What the exercise asks ▸ Return all records exactly. Nothing may be added.

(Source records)
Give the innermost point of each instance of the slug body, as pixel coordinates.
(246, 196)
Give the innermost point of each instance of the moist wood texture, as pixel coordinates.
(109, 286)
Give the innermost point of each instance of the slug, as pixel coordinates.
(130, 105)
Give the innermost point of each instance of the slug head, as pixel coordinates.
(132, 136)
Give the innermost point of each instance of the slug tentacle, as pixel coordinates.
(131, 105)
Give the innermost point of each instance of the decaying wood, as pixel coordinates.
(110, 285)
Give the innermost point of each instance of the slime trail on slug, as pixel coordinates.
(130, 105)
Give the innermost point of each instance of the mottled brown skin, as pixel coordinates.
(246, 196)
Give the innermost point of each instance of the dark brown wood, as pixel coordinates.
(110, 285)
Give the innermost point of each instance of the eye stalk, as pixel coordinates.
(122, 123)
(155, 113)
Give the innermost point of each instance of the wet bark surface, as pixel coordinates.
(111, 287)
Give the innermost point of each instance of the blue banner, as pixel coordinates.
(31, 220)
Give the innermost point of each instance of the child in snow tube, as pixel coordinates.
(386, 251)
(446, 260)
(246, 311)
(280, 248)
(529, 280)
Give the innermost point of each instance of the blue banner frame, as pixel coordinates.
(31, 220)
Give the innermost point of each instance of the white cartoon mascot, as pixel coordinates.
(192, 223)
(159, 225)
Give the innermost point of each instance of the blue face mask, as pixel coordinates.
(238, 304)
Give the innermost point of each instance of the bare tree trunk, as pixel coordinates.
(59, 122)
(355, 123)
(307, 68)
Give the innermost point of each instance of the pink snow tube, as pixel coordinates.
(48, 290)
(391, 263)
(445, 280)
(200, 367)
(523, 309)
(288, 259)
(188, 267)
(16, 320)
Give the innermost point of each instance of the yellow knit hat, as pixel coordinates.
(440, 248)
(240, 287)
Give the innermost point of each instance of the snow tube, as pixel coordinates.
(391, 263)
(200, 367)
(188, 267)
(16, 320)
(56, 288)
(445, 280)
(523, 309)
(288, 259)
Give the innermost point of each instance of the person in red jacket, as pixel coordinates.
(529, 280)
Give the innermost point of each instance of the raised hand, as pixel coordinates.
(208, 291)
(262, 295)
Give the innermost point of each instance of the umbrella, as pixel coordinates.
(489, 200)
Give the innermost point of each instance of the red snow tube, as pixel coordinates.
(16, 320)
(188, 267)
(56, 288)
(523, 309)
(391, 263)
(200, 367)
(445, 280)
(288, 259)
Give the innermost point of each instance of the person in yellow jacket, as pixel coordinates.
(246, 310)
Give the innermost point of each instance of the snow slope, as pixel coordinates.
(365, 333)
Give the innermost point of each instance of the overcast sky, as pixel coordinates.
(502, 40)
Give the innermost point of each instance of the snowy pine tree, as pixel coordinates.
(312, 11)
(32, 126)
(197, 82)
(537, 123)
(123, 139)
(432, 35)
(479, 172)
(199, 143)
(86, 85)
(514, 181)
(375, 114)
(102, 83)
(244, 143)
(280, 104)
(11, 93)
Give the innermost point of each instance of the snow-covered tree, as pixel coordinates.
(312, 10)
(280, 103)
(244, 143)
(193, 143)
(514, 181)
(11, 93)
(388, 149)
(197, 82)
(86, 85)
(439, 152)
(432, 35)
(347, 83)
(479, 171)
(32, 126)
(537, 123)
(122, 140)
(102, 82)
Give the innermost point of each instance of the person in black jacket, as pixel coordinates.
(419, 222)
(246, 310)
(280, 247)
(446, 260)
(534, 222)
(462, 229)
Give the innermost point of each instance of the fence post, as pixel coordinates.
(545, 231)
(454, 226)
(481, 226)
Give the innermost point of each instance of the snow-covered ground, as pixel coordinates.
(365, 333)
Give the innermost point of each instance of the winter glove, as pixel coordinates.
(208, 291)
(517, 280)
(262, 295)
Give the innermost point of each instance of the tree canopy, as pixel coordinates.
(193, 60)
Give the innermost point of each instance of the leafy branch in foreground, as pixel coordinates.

Exercise solution ▸
Give the innermost point of each instance of the slug body, as pixel coordinates.
(246, 196)
Give the innermost point of each instance of the moist wood texture, as pixel coordinates.
(109, 286)
Give the innermost point of each instance of the slug, as pixel coordinates.
(130, 105)
Give the innermost point of each instance of the slug head, as pixel coordinates.
(132, 136)
Give the innermost point of each instance of the slug tentacle, as pixel coordinates.
(131, 105)
Give the innermost point of each instance of the decaying wood, as pixel coordinates.
(110, 285)
Give the innermost point of each instance of the slime trail on slug, as pixel coordinates.
(130, 105)
Give the innermost point of each instance of the mottled brown skin, as pixel coordinates.
(246, 196)
Give the innermost point of each instance of the dark brown wood, as pixel coordinates.
(110, 285)
Give the innermost point of each instance of the eye stalk, as pixel coordinates.
(122, 123)
(155, 113)
Give the innermost point of each instance of the wet bark surface, as pixel coordinates.
(111, 287)
Give the innermost point of each instance of the blue banner, as pixel coordinates.
(31, 220)
Give the innermost point of each instance of the child in snow tube, as pixel coordinates.
(386, 251)
(446, 260)
(246, 311)
(280, 248)
(529, 280)
Give the innermost point of each instance of the blue banner frame, as pixel coordinates.
(31, 220)
Give the innermost point of each instance of the white cartoon mascot, as pixel coordinates.
(192, 223)
(159, 225)
Give the innermost point of each instance of the blue face mask, as pixel coordinates.
(238, 304)
Give the innermost point of each instance of the bare tree trunk, as pixel coordinates.
(59, 122)
(355, 123)
(307, 68)
Give the innermost point of each instance of the pink snow tube, as pixel coordinates.
(48, 290)
(391, 263)
(445, 280)
(200, 367)
(523, 309)
(288, 259)
(188, 267)
(16, 320)
Give the innermost point of each instance of the yellow knit hat, as pixel coordinates.
(440, 248)
(240, 287)
Give the innermost point of each instance of the snow tube, as pixel coordinates.
(391, 263)
(200, 367)
(188, 267)
(16, 320)
(56, 288)
(445, 280)
(523, 309)
(288, 259)
Give the innermost point of each instance of the person in red jacket, as pixel coordinates.
(529, 280)
Give the innermost point of each instance of the raised hand, as pixel coordinates.
(208, 291)
(262, 295)
Give the innermost point of each instance of the umbrella, as pixel coordinates.
(489, 200)
Give the innermost point of each instance of the red snow tube, as pixel coordinates.
(16, 320)
(188, 267)
(56, 288)
(523, 309)
(391, 263)
(200, 367)
(445, 280)
(288, 259)
Give the innermost point of each instance of the person in yellow jacket, as pixel coordinates.
(246, 310)
Give the innermost point of each instance of the snow slope, as pixel coordinates.
(365, 333)
Give the innermost point of each instance of the overcast sky, as pixel coordinates.
(502, 40)
Give the innermost point of each instance of the snowy pine tree, as pixel coordinates.
(312, 11)
(32, 126)
(197, 82)
(537, 123)
(123, 139)
(432, 35)
(479, 172)
(199, 143)
(86, 85)
(514, 181)
(375, 114)
(102, 83)
(244, 143)
(280, 104)
(11, 93)
Give the innermost point of each instance of the snow-covered tree, as pixel coordinates.
(312, 10)
(280, 103)
(244, 143)
(193, 143)
(514, 181)
(11, 93)
(388, 149)
(197, 82)
(86, 85)
(439, 152)
(432, 35)
(347, 83)
(479, 171)
(32, 126)
(537, 123)
(122, 140)
(102, 82)
Give the innermost point of each instance of the person in black jacket, as pixel coordinates.
(419, 222)
(246, 310)
(280, 247)
(446, 260)
(534, 222)
(462, 229)
Give the innermost point of each instance of the fence post, as pixel coordinates.
(545, 231)
(454, 226)
(481, 226)
Give the innermost point of each instance of the snow-covered ground, as pixel coordinates.
(365, 333)
Give the innermost point of each instance of the winter glove, as pixel coordinates.
(208, 291)
(517, 280)
(262, 295)
Give the innermost point of each instance of the tree canopy, as pixel coordinates.
(193, 60)
Give the innermost point of each instance of the leafy branch in foreground, as pixel coordinates.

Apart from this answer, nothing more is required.